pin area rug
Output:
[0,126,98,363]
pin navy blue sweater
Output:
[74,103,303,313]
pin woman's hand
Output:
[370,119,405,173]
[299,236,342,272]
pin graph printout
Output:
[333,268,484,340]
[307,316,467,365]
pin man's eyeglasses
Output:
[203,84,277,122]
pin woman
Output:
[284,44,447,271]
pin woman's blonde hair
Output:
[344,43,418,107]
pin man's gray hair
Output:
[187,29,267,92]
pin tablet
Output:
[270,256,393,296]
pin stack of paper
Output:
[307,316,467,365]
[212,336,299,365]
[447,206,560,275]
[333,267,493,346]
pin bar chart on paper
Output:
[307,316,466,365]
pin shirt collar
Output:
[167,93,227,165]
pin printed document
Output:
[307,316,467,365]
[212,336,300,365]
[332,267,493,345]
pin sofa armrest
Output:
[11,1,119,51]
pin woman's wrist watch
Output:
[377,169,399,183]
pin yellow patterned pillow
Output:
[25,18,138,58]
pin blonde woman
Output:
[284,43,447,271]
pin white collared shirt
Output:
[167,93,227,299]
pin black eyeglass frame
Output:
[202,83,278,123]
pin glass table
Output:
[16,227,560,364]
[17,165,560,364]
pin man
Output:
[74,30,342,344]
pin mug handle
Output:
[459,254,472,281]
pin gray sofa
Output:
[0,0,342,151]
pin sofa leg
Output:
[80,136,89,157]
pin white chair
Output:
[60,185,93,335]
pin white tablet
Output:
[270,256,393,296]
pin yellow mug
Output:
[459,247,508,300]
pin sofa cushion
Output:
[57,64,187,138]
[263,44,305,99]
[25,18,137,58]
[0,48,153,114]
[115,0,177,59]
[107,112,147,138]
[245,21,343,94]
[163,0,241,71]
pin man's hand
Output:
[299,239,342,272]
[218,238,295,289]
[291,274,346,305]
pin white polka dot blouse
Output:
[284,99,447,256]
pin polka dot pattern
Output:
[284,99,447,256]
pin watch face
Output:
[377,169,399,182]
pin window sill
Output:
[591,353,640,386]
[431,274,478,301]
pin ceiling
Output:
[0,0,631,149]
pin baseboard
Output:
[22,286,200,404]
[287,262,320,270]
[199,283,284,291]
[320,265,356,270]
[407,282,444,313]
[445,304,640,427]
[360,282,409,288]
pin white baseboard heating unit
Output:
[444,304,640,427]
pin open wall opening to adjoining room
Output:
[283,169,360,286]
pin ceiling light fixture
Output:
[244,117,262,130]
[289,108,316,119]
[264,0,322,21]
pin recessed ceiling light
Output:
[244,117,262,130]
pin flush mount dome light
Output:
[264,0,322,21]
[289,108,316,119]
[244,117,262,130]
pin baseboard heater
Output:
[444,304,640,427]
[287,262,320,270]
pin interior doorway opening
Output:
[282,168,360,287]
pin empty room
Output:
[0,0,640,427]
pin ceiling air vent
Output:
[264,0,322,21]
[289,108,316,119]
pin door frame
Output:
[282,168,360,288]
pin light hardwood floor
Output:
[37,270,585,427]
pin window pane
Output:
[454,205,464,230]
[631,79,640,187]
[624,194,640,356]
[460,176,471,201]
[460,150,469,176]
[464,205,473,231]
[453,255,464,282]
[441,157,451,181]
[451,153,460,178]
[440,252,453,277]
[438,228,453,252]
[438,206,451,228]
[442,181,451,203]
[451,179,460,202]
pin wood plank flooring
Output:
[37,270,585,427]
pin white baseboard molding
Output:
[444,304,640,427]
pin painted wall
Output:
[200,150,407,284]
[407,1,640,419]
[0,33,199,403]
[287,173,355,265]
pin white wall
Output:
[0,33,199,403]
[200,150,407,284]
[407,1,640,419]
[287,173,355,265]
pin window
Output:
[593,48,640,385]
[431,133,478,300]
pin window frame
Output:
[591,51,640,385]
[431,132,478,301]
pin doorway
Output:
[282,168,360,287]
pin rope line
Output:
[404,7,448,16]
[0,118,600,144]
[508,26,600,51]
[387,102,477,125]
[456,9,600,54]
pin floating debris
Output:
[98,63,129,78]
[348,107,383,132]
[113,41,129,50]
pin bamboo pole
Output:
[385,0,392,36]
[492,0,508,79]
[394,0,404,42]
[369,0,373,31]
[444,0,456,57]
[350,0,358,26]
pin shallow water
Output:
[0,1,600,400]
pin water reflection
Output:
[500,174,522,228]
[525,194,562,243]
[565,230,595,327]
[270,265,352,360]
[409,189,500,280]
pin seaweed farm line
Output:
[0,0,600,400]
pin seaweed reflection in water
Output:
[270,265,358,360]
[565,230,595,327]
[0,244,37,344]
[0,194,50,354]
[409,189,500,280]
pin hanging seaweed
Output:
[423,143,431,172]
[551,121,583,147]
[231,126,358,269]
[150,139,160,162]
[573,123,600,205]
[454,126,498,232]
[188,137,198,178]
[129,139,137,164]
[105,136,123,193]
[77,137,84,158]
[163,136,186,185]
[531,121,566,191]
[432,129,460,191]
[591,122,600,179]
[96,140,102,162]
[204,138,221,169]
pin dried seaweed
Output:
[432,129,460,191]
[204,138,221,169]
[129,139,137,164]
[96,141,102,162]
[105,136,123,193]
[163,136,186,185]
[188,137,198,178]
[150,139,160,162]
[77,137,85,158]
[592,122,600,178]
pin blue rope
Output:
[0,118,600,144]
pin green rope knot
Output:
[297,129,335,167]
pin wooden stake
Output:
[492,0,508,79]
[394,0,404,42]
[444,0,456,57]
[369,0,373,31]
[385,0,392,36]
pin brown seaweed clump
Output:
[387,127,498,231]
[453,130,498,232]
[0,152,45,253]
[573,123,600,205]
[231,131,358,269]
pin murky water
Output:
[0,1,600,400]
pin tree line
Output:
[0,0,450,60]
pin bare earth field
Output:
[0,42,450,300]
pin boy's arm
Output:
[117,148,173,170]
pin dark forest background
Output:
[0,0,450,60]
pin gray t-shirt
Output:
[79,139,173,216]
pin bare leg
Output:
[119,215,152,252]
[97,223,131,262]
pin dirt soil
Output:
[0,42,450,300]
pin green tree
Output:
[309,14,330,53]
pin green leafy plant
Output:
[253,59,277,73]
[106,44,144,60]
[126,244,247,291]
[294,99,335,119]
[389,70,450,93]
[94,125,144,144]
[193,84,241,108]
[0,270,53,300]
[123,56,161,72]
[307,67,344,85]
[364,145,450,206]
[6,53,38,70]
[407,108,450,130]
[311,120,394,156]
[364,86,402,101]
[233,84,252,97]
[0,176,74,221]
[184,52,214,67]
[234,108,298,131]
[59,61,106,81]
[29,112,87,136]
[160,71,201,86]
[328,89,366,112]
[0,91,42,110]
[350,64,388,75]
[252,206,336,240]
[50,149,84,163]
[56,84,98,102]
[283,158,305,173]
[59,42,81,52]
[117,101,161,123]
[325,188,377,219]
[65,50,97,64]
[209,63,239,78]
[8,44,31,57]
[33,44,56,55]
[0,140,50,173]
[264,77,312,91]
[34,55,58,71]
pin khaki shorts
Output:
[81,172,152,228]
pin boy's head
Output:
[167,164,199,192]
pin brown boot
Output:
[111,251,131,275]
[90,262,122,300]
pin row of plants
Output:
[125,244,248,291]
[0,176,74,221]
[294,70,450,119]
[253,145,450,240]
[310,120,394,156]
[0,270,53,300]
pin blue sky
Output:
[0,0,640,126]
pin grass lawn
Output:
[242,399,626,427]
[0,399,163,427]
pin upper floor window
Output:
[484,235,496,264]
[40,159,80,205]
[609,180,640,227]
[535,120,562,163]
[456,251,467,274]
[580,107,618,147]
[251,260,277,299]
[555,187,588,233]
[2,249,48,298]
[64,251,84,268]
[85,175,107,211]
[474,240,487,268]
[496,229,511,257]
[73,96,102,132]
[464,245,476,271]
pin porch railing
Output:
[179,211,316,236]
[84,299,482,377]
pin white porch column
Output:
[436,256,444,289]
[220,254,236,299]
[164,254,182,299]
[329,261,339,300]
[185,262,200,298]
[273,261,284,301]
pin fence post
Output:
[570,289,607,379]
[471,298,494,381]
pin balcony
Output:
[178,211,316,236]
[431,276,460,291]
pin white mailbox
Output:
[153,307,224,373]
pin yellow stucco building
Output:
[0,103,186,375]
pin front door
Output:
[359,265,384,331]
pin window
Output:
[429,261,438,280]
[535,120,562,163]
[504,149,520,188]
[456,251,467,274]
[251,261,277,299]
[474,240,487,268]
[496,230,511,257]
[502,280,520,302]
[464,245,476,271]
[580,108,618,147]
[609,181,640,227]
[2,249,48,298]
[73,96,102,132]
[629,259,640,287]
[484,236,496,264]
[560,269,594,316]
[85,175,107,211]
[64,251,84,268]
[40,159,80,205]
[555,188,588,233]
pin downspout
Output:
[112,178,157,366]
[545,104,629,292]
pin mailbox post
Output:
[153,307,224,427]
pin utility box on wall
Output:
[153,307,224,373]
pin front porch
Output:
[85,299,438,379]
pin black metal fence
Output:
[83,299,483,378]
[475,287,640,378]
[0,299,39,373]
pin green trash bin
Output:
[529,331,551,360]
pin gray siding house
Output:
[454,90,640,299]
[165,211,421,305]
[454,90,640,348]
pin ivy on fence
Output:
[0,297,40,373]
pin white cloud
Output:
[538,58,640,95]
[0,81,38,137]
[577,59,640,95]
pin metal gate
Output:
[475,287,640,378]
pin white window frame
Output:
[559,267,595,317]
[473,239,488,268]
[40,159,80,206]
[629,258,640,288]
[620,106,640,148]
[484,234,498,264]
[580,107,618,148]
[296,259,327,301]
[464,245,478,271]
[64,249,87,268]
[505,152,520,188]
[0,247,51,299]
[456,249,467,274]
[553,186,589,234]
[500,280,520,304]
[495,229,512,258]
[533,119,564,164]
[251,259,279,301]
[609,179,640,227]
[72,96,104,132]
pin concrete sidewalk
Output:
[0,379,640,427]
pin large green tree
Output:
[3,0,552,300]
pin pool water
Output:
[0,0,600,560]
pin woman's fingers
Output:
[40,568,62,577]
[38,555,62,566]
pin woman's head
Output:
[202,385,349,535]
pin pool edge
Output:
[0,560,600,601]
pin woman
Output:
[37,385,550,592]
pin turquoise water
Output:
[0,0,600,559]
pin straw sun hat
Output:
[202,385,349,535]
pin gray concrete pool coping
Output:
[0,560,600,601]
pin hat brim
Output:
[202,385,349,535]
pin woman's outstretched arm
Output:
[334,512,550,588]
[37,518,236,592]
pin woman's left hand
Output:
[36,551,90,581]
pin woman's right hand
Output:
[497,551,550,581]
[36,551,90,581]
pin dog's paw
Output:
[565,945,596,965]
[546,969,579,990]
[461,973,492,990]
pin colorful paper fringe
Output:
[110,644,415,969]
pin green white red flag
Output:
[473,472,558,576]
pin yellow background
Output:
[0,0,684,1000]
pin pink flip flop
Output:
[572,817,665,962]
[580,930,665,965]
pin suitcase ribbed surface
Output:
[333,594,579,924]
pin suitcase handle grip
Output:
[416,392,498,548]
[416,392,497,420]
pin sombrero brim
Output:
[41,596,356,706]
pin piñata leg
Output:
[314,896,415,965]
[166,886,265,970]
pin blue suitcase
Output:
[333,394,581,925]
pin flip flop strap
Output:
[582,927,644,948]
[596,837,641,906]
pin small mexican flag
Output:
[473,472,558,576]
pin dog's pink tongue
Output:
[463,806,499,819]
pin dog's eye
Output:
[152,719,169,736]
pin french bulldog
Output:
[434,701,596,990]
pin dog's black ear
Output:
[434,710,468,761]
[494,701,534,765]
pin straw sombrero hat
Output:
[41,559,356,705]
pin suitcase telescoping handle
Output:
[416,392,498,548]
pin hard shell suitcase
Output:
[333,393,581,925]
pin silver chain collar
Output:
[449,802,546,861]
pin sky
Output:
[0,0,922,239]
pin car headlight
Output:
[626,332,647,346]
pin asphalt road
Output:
##############################
**REQUIRED TASK**: Find the line with "pin woman's head" in the listing above, then write out that line and each remaining line exactly, with no other text.

**EXPECTED OUTPUT**:
pin woman's head
Output:
[202,385,349,535]
pin pool edge
Output:
[0,560,600,601]
pin woman
Output:
[37,385,550,592]
pin turquoise water
Output:
[0,0,600,559]
pin straw sun hat
Output:
[202,385,349,535]
pin gray concrete pool coping
Output:
[0,560,600,601]
pin hat brim
Output:
[202,385,349,535]
pin woman's outstretched arm
Output:
[334,512,550,588]
[37,518,236,592]
pin woman's left hand
Output:
[36,551,90,581]
pin woman's right hand
Output:
[497,551,550,581]
[36,551,90,581]
pin dog's paw
Output:
[565,945,596,965]
[546,969,579,990]
[461,973,492,990]
pin colorful paper fringe
Output:
[110,644,415,969]
pin green white red flag
Output:
[473,472,558,576]
pin yellow background
Output:
[0,0,684,1000]
pin pink flip flop
Output:
[572,817,665,962]
[580,930,665,965]
pin suitcase ribbed surface
Output:
[333,594,579,924]
pin suitcase handle grip
Output:
[416,392,498,548]
[416,392,497,420]
pin sombrero brim
Output:
[41,596,356,706]
pin piñata leg
Output:
[314,896,415,965]
[166,886,265,970]
pin blue suitcase
Output:
[333,394,581,925]
pin flip flop strap
Output:
[582,927,644,948]
[596,837,641,906]
pin small mexican flag
Output:
[473,472,558,576]
pin dog's pink tongue
Output:
[463,806,499,819]
pin dog's eye
Output:
[152,719,169,736]
pin french bulldog
Output:
[434,701,596,990]
pin dog's black ear
Output:
[434,710,468,761]
[494,701,534,765]
pin straw sombrero hat
Output:
[41,559,356,705]
pin suitcase telescoping handle
Output:
[416,392,498,548]
pin hard shell suitcase
Output:
[333,393,581,925]
pin silver chain collar
Output:
[449,802,546,861]
pin sky
Output:
[0,0,922,239]
pin car headlight
Output:
[626,332,647,346]
pin asphalt road
Output:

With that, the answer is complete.